Your task is to transcribe the entries exactly.
-- DATA SHOWN follows --
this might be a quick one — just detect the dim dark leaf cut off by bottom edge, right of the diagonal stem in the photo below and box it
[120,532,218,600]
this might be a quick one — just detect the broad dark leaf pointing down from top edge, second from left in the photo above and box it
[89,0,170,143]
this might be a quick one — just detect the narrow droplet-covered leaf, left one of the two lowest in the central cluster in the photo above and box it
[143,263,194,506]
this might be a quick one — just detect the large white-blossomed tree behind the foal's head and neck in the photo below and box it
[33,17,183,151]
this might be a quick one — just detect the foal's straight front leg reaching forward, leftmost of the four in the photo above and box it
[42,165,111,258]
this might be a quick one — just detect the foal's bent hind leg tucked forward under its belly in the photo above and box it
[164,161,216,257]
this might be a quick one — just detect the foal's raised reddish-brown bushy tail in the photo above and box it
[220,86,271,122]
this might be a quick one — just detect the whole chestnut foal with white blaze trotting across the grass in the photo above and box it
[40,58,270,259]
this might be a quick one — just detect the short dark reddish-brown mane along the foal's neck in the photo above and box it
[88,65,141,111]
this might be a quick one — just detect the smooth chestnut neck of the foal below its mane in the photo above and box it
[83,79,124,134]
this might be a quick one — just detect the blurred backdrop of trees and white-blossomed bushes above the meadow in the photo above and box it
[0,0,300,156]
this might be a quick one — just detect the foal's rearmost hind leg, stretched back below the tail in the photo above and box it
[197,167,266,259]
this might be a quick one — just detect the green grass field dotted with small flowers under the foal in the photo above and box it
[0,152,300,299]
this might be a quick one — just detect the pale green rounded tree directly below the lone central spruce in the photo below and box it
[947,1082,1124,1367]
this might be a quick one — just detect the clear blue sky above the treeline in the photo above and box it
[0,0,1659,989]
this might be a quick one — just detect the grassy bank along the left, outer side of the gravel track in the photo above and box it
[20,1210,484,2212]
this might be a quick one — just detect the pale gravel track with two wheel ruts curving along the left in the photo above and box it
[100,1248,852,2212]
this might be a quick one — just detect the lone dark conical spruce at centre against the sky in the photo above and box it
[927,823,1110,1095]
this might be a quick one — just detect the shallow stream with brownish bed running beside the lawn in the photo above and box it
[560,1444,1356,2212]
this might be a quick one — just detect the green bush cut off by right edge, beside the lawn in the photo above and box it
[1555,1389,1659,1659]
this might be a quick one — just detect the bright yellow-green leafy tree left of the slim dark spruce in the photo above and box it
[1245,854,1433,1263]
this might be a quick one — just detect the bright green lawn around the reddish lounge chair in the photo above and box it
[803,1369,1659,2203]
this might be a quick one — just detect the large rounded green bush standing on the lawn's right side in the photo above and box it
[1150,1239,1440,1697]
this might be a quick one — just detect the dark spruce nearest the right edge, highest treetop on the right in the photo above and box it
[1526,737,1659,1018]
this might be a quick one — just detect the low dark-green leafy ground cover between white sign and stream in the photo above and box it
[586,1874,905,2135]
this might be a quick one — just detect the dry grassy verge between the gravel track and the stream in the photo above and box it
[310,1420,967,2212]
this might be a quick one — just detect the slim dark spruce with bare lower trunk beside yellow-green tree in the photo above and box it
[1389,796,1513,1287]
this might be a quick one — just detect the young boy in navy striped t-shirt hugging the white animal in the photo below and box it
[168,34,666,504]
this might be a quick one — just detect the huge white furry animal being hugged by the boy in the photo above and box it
-- DATA SHOWN concluded --
RESPONSE AREA:
this might be a quick one — just detect the dim dark leaf cut off by bottom edge, right of the diagonal stem in the photo below and box it
[120,532,218,600]
this might be a quick one — just detect the broad dark leaf pointing down from top edge, second from left in the photo above and box it
[89,0,170,143]
this might be a quick one — just detect the narrow droplet-covered leaf, left one of the two lowest in the central cluster in the photo above and box it
[143,263,194,506]
this might be a quick one — just detect the large white-blossomed tree behind the foal's head and neck in the photo below and box it
[33,17,183,151]
this might be a quick one — just detect the foal's straight front leg reaching forward, leftmost of the four in the photo above and box it
[42,165,111,258]
this might be a quick one — just detect the foal's bent hind leg tucked forward under its belly in the photo above and box it
[164,161,216,257]
this might be a quick one — just detect the foal's raised reddish-brown bushy tail in the photo above and box it
[220,86,271,122]
this might be a quick one — just detect the whole chestnut foal with white blaze trotting across the grass in the photo above and box it
[40,58,270,259]
this might be a quick one — just detect the short dark reddish-brown mane along the foal's neck in the photo above and box it
[88,65,141,111]
this might be a quick one — just detect the smooth chestnut neck of the foal below its mane in the photo above and box it
[83,79,124,134]
this might be a quick one — just detect the blurred backdrop of trees and white-blossomed bushes above the meadow in the photo above and box it
[0,0,300,156]
this might be a quick one — just detect the foal's rearmost hind leg, stretched back below the tail in the photo above and box it
[197,167,266,259]
this might be a quick one — just detect the green grass field dotted with small flowers under the foal in the photo above and box it
[0,152,300,299]
this might be a quick one — just detect the pale green rounded tree directly below the lone central spruce in the photo below and box it
[947,1082,1124,1367]
this might be a quick one — just detect the clear blue sky above the treeline in the photo above and box it
[0,0,1659,989]
this might be a quick one — just detect the grassy bank along the left, outer side of the gravel track in the photo above and box it
[20,1210,484,2212]
this might be a quick one — just detect the pale gravel track with two wheel ruts curving along the left in the photo above and box it
[100,1248,852,2212]
this might be a quick one — just detect the lone dark conical spruce at centre against the sky in the photo above and box it
[927,823,1110,1095]
this might be a quick one — just detect the shallow stream with brownish bed running beside the lawn in the photo above and box it
[560,1444,1356,2212]
this might be a quick one — just detect the green bush cut off by right edge, beside the lawn in the photo above and box it
[1555,1389,1659,1659]
this might be a quick one — just detect the bright yellow-green leafy tree left of the slim dark spruce in the photo above and box it
[1245,854,1433,1263]
this might be a quick one — just detect the bright green lawn around the reddish lounge chair in the photo above and box it
[803,1369,1659,2203]
this might be a quick one — just detect the large rounded green bush standing on the lawn's right side in the photo above and box it
[1150,1239,1440,1697]
this might be a quick one — just detect the dark spruce nearest the right edge, highest treetop on the right in the photo above and box it
[1526,737,1659,1018]
this might be a quick one — just detect the low dark-green leafy ground cover between white sign and stream in the photo above and box it
[586,1874,905,2135]
this might be a quick one — just detect the dry grassy verge between the gravel track and the stream in the photo above and box it
[310,1420,967,2212]
this might be a quick one — just detect the slim dark spruce with bare lower trunk beside yellow-green tree in the photo above and box it
[1389,796,1513,1287]
this might be a quick one — just detect the young boy in navy striped t-shirt hugging the white animal in the photo below and box it
[168,34,666,504]
this might be a quick one — just detect the huge white furry animal being hugged by the boy in the photo above and box it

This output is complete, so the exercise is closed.